• **SOURCE TEXT**:
•••
HOLINESS TO THE LORD: verses 6-8.
"All the days that he separateth himself unto the Lord he shall come at no dead body. He shall not make himself unclean for his father, or for his mother, for his brother, or for his sister, when they die; because the consecration of his God is upon his head. All the days of his separation he is holy unto the Lord."
Here we have a most solemn and important prohibition—to refrain from all uncleanness caused by contact with death. Death is the wages of sin: the consecrated one was alike to keep aloof from sin and from its consequences.
No requirement of God's Word is more clear than the command to honour and obey our earthly parents; but even for his father or mother a Nazarite might not defile himself: "he that loveth father or mother more than Me, is not worthy of Me."
But let no young Christian think lightly of the requirements of parents, when these do not conflict with God's written Word. Young Christians are sometimes distressed because their desire to preach the Gospel to the heathen has been opposed by parents: such should be encouraged to thank God for the obstacle; and to seek by prayer its removal. When they have learnt to move man through God at home, they will be the better prepared to do the same thing in the mission-field. Where there is fitness for the work, the way will probably be made plain after a time of patient waiting.
These verses teach us that mere contact with death is defiling: how vain then is the imagination of the unconverted that by dead works—the best efforts of those who are themselves dead in trespasses and sins—they can render themselves acceptable to God! The good works of the unsaved may indeed benefit their fellow-creatures; but until life in Christ has been received, they cannot please God.
•••
• **REQUIRED ACTION**:
Decide whether each statement below agrees with the commentary on verses 6-8 above. Answer yes or no for each, and quote the words of the commentary that decide it.
1. The commentary says a Nazarite might defile himself for his father or mother.
2. The commentary says the good works of the unsaved may benefit their fellow-creatures.
3. The commentary tells young Christians whose parents oppose their wish to preach to the heathen to set the parents' opposition aside.
•••
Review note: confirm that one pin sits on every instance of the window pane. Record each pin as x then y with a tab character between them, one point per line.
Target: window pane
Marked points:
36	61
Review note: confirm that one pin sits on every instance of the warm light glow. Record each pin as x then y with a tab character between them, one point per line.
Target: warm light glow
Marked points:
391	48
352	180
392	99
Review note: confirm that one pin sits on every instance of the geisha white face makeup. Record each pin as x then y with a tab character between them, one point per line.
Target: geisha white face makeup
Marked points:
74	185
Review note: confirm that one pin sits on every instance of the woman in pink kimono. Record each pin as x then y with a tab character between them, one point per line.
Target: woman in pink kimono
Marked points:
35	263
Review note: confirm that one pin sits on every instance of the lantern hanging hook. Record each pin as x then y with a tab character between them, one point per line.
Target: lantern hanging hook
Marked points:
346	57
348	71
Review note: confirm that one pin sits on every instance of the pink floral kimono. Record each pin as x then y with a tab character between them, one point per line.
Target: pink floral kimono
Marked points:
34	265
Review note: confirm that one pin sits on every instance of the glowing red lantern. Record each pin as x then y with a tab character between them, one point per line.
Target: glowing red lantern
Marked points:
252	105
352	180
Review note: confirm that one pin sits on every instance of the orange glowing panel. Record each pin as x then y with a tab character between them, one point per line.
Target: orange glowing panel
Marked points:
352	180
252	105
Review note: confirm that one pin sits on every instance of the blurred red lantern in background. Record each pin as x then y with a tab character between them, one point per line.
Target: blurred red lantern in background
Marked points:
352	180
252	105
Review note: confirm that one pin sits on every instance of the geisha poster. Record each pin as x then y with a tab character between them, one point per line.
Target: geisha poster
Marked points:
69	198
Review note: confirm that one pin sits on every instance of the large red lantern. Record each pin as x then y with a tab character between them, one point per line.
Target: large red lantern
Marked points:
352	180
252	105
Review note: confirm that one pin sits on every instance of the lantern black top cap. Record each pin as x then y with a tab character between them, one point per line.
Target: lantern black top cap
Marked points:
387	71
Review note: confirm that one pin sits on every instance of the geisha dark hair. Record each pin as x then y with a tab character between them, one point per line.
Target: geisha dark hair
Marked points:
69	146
•••
• **RESPONSE BOX**:
1. No: "but even for his father or mother a Nazarite might not defile himself"
2. Yes: "The good works of the unsaved may indeed benefit their fellow-creatures"
3. No: "such should be encouraged to thank God for the obstacle; and to seek by prayer its removal"